--- START OF PASSAGE ---
RPN Calculator in U

I give two versions of a calculator in U.

The first is iterative, making use of a stack of intermediate values. The program is an expression that processes a text line by passing it to an anonymous function. Within the function the line, s, is being split into a sequence tks of non-blank tokens. If non-empty, tks gets traversed left-to-right (>) applying evaltk. The resulting value is fed to result, so that either a string representing a number or the string "error is obtained, depending on the correctness of the initial input. That string is printed, and finally a new line is read, if available on the standard input. The result of calling readf becomes the result of the anonymous function. The built-in function beyond ensures that the anonymous function keeps being called while it, i.e. readf, returns a valid value, this being checked by calling val on that value.

evaltk takes a stack of numbers ns and a token tk. If tk successfully reads as a number, the variable x stores that number. Otherwise x is assigned the ‘non-value’ $. Similarly, if tk is equal to any of the one-character strings '+, '-, '*, and '/, op is assigned the respective operator, and $ otherwise. Also, xy gets the last two items of the sequence ns – the topmost two numbers of the stack – or $ if there are less than two in ns. x, op, and xy are local within a conditional expression. With all this preparation done, if x holds a non-$ value, that is appended to ns. Alternatively, if both op and xy are non-$, the operator stored in op acts on the two numbers in xy. The result is appended to ns after removing from the latter those two numbers still present in it.
--- END OF PASSAGE ---
__BRIEF A__:
In the RPN calculator text, which built-in function keeps the anonymous function running while readf returns a valid value?
__BRIEF B__:
Continue the RPN calculator text from its last sentence.
--- START OF SUPPLIED RECORDS ---
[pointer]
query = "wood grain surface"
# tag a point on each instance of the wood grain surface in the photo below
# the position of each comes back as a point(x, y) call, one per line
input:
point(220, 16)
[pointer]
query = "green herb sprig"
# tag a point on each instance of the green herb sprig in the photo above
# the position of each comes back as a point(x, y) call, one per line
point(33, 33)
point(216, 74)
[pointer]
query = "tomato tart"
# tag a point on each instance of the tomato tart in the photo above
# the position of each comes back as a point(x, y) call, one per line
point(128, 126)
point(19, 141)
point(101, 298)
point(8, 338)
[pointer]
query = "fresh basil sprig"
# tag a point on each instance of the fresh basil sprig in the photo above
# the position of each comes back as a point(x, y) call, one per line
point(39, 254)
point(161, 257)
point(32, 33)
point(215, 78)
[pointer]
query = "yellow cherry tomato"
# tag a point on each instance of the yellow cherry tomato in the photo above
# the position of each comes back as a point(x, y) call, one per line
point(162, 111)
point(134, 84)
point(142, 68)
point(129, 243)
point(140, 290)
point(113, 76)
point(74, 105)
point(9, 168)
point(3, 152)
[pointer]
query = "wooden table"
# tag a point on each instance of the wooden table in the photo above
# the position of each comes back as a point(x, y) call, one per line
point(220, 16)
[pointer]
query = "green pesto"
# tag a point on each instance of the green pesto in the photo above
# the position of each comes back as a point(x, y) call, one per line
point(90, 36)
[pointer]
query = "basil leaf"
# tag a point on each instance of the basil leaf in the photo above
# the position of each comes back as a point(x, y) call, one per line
--- END OF SUPPLIED RECORDS ---
--- START OF SUPPLIED RECORDS ---
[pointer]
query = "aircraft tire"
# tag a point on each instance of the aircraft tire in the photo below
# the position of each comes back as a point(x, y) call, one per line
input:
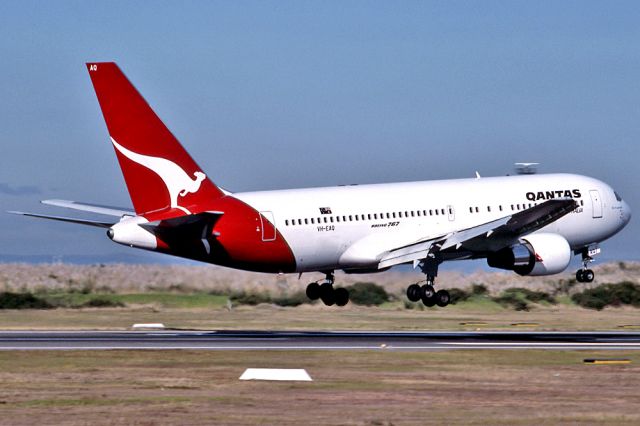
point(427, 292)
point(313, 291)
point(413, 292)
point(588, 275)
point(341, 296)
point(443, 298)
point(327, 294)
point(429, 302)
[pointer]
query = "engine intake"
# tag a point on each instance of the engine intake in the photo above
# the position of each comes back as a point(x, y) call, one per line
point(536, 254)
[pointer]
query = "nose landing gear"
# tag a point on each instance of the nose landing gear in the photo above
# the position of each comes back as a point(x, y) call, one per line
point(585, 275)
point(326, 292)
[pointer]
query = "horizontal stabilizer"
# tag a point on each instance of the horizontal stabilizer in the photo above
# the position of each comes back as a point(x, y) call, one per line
--- END OF SUPPLIED RECORDS ---
--- START OF SUPPLIED RECORDS ---
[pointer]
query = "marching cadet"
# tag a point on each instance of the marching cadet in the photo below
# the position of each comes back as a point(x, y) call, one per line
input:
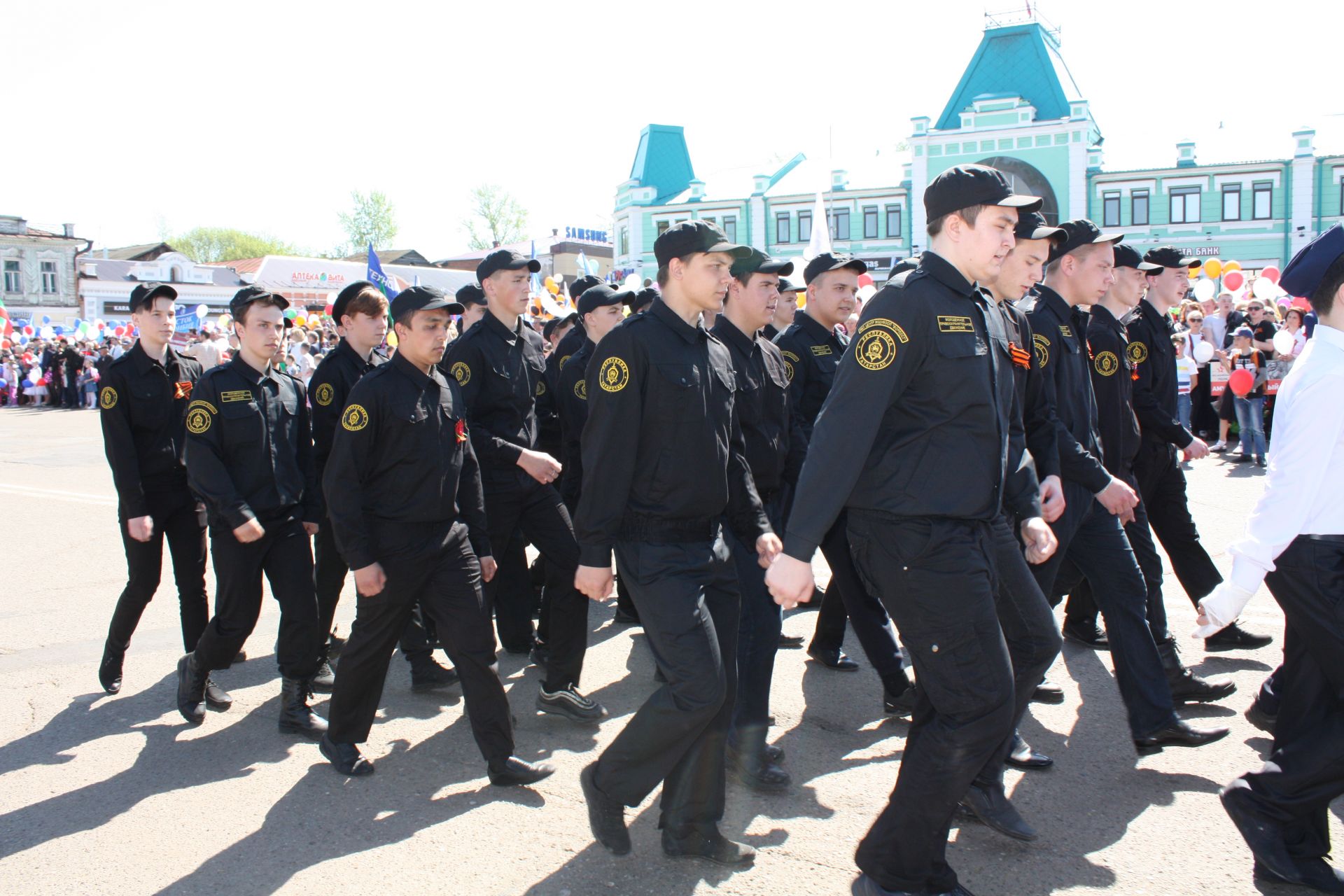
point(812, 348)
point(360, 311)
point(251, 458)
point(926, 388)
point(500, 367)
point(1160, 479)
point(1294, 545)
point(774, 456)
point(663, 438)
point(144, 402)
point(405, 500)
--- END OF SUPPLIED RECORDS ---
__WRITTEN REPLY A__:
The built-in function beyond.

__WRITTEN REPLY B__:
If tk is neither a number nor an operator, or if ns has no (at least) two items when it has to, the conditional expression returns $, and so does evaltk. The subsequent calls to evaltk then will see $ as the value of ns, which leads to each of them also returning $.

It is ensured that ns is initially empty by appending [] in front of tks before calling >. Upon processing a correct RPN expression the result is a sequence of a single number – this is what result pattern-matches against.

@{[s] ::
  ?{tks<>[] :: '() write(evaltk > ([]\tks) | result / '('n))
  ++ tks = s split '( '#0009)
  ;  evaltk = @{[ns;tk] (val.ns) ::
       ?{val.x           :: ns/x
       ; &.(val![op;xy]) :: -2>ns/(op.xy)
       ++ x = tk reads["num] | @{[x;'()]::x}
       ;  op = [['+;+];['-;-];['*;*];['/;/]] assv tk
       ;  xy = 2>ns}}
  ;  result = @{[r] :: '() frm r; _ :: "error}}
  next ('() readf[])}
beyond val . '()


The next version is recursive, processing the token sequence tks backwards by the use of a recursive function evalrpn. A call of it takes a sequence of tokens containing at least one token tk. Similarly to the iterative version, that tk gets checked against being a number or an arithmetic operator.

If an operator, evalrpn is invoked on the remainder tks of the sequence. The alias @ for ‘the same function’ is used for that. The result is fed to an anonymous function so that, if the call was successful, the pattern [y;tks] matches, in effect producing a numeric value y and a shorter sequence tks. Then evalrpn is called again on this tks (here with the alias @@ because evalrpn is not the current but the enclosing function). The result of this call is fed to yet another anonymous function, where upon success the pattern [x;tks] matches, producing a number x and a still shorter sequence tks. Finally the result of applying op on x and y is paired with that tks as the value returned by evalrpn.

If tk fails to read as a number or an operator, the conditional expression, and consequently evalrpn, returns a $. The $ propagates upwards through the recursive calls as one of the anonymous functions nested within the conditional expression fails to match its argument against the pattern.

Eventually the topmost call of evalrpn returns either a pair of a number and an empty sequence or $. These two cases are mapped to a string value by ‘piping’ the result of evalrpn through result.

@{[s] ::
  ?{tks<>[] :: '() write(tks | evalrpn | result  / '('n))
  ++ tks = s split '( '#0009)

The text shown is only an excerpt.